→ Data to use:
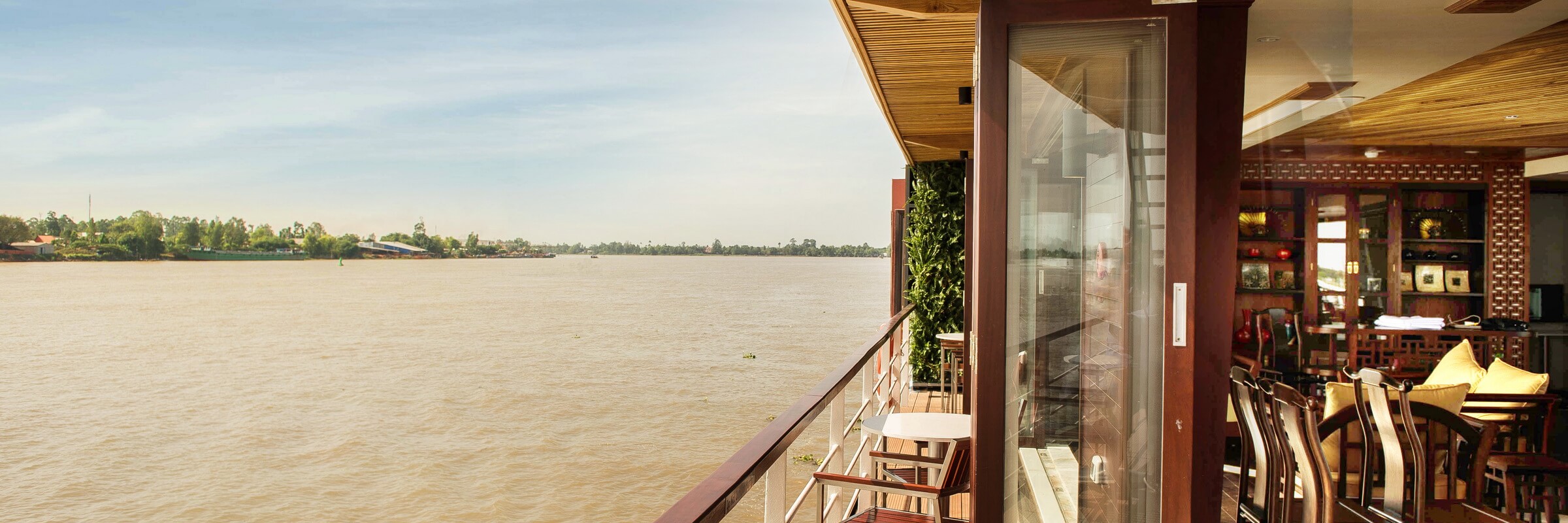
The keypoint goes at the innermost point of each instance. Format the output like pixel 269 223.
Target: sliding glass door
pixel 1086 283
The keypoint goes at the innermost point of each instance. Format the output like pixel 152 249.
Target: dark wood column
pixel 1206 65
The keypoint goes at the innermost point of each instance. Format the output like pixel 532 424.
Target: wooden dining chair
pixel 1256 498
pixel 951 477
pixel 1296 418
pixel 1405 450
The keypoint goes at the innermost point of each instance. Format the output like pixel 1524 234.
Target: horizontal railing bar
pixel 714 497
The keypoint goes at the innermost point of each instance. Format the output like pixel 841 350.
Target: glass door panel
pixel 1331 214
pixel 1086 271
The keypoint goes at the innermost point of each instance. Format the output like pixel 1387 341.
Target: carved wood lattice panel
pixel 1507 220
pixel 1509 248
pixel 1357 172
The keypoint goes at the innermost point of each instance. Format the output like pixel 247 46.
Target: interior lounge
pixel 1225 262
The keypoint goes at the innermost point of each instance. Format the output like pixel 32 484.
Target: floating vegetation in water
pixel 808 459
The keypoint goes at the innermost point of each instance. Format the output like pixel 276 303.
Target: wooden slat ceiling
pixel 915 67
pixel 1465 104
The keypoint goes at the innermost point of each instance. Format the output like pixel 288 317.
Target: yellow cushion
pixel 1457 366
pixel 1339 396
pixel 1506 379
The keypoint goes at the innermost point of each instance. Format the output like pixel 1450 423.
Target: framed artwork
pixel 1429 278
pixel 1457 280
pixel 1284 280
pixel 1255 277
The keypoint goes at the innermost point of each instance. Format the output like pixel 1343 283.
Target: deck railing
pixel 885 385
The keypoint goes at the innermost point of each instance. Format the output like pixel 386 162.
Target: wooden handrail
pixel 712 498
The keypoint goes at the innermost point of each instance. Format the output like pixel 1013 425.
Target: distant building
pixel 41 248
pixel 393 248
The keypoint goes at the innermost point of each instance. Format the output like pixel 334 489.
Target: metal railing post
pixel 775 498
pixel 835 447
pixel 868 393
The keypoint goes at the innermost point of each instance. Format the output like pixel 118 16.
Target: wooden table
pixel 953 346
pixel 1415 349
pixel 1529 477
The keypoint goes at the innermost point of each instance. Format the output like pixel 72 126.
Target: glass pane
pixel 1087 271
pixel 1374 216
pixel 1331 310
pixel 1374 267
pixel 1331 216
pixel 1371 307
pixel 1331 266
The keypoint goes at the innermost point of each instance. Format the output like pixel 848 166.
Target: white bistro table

---

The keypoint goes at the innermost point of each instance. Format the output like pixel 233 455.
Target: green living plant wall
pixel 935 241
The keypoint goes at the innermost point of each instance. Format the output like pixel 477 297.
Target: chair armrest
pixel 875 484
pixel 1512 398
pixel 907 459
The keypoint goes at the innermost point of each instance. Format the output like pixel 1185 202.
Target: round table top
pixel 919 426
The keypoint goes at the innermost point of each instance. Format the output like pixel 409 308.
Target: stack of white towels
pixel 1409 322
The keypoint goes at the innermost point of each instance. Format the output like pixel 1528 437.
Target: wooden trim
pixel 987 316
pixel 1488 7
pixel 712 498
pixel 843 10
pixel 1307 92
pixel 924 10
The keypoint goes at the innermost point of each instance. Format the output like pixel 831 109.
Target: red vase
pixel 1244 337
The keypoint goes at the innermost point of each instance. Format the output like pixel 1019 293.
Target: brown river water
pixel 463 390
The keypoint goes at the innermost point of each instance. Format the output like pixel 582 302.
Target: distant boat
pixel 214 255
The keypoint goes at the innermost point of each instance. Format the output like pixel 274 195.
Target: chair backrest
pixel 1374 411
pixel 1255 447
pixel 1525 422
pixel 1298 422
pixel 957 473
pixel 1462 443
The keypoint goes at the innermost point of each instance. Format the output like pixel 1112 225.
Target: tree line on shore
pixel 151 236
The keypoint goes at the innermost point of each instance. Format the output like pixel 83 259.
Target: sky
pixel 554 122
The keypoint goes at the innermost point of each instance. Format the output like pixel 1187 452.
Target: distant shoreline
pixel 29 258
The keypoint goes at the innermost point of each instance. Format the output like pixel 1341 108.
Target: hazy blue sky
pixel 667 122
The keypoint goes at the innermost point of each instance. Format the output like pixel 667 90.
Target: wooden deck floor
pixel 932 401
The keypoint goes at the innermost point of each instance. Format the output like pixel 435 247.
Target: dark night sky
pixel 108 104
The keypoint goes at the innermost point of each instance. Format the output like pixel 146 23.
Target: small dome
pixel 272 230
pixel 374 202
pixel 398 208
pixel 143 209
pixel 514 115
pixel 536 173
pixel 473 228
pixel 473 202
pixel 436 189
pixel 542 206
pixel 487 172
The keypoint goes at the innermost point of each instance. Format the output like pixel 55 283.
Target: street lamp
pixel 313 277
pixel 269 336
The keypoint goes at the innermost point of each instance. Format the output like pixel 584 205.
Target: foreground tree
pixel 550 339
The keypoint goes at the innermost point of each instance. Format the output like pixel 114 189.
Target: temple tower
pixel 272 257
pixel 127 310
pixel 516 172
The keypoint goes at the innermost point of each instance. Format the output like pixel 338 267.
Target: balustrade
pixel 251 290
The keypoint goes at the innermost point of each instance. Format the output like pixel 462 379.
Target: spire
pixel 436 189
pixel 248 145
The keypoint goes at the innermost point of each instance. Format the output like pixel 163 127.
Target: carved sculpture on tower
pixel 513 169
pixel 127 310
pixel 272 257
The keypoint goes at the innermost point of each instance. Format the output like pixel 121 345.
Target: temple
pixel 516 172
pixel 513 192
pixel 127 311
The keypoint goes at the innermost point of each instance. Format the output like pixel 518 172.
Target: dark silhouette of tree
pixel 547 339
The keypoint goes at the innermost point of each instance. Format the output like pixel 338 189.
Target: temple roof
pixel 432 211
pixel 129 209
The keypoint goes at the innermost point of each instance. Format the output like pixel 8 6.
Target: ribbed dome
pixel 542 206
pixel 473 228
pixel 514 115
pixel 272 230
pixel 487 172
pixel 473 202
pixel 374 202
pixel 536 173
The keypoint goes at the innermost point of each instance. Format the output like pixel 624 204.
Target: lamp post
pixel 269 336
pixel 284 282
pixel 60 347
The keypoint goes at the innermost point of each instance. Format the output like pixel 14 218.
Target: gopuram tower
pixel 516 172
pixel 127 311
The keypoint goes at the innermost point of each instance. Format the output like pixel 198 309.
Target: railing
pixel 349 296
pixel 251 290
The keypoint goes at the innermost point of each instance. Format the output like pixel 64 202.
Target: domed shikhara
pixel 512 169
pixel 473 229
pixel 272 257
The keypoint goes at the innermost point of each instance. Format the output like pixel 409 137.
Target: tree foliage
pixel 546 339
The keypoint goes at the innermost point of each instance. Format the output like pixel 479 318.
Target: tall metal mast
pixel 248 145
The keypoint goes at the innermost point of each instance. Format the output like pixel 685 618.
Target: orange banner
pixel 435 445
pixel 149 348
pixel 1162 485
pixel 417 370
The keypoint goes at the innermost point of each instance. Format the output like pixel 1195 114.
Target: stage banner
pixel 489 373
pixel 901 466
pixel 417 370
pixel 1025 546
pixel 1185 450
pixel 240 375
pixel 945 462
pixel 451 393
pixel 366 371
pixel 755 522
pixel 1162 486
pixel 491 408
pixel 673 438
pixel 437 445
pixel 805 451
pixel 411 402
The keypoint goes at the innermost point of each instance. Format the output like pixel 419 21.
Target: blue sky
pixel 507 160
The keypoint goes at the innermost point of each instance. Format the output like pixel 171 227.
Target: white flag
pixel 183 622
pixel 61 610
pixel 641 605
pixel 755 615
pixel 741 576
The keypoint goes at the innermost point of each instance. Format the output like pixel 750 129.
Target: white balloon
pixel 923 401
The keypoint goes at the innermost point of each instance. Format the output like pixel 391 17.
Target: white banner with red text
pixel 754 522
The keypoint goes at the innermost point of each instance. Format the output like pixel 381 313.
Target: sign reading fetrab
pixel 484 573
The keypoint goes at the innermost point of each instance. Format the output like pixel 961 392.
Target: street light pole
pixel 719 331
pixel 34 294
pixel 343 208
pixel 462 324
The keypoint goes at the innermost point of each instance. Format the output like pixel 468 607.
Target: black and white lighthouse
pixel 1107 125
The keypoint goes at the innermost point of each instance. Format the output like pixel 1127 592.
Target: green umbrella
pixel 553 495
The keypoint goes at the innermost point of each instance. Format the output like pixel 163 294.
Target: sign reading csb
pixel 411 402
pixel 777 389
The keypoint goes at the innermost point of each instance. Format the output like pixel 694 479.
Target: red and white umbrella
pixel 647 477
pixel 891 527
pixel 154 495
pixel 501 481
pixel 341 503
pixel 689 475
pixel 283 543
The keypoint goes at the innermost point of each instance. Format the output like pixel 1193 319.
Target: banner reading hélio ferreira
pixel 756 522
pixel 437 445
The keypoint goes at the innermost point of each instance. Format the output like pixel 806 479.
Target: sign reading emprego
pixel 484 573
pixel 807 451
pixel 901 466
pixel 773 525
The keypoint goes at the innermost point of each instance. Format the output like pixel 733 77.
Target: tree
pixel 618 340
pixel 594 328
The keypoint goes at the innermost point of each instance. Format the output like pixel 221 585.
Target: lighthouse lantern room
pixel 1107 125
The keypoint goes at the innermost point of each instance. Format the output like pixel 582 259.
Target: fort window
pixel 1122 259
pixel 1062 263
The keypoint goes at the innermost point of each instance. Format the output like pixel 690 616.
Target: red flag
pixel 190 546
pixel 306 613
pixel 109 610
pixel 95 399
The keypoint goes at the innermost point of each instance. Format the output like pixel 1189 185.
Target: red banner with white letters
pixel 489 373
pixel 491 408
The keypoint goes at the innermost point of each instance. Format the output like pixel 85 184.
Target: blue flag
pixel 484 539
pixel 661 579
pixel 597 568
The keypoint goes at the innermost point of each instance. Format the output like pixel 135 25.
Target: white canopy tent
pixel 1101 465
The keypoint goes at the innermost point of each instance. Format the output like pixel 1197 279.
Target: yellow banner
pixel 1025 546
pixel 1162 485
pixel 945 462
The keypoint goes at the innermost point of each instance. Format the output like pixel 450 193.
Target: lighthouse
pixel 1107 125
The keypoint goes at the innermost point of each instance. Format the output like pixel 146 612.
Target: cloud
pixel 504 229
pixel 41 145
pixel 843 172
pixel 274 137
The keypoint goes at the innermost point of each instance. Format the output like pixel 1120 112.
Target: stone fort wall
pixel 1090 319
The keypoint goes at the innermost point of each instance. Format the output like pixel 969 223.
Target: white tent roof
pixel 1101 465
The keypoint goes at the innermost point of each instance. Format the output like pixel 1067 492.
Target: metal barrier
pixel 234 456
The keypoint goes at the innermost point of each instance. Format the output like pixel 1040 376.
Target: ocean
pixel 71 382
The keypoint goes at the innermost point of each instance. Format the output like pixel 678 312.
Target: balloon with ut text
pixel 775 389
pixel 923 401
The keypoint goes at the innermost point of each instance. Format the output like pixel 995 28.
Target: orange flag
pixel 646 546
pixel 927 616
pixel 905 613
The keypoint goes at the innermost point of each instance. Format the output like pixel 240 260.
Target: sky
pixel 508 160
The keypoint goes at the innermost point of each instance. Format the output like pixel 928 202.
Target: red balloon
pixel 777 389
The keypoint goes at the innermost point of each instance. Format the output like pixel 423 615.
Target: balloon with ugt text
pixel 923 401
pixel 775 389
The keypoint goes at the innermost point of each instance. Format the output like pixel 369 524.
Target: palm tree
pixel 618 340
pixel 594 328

→ Work to do: Give the lines from the one holding "pixel 961 392." through the one holding "pixel 773 525", inclusive, as a Markdown table. Use an Index column for the line number and a Line column for the line itself, and leave out blank lines.

→ The completed task:
| Index | Line |
|---|---|
| 1 | The keypoint goes at the innermost point of each instance. Format the output like pixel 961 392. |
| 2 | Target: street light pole |
| 3 | pixel 719 331 |
| 4 | pixel 34 294 |
| 5 | pixel 343 208 |
| 6 | pixel 462 324 |
| 7 | The keypoint goes at the innermost point of each instance. Format the output like pixel 468 607. |
| 8 | Target: black and white lighthouse |
| 9 | pixel 1107 125 |
| 10 | The keypoint goes at the innermost point of each instance. Format the output like pixel 1127 592. |
| 11 | Target: green umbrella |
| 12 | pixel 553 495 |
| 13 | The keypoint goes at the innermost point of each instance. Format the output like pixel 163 294. |
| 14 | Target: sign reading csb |
| 15 | pixel 411 402 |
| 16 | pixel 777 389 |
| 17 | The keypoint goes at the innermost point of each instance. Format the output like pixel 694 479. |
| 18 | Target: red and white umbrella |
| 19 | pixel 647 477 |
| 20 | pixel 891 527 |
| 21 | pixel 154 495 |
| 22 | pixel 501 481 |
| 23 | pixel 341 503 |
| 24 | pixel 689 475 |
| 25 | pixel 283 543 |
| 26 | The keypoint goes at the innermost point of each instance. Format the output like pixel 1193 319. |
| 27 | Target: banner reading hélio ferreira |
| 28 | pixel 756 522 |
| 29 | pixel 437 445 |
| 30 | The keypoint goes at the innermost point of each instance. Format the output like pixel 806 479. |
| 31 | Target: sign reading emprego |
| 32 | pixel 484 573 |
| 33 | pixel 807 451 |
| 34 | pixel 901 466 |
| 35 | pixel 773 525 |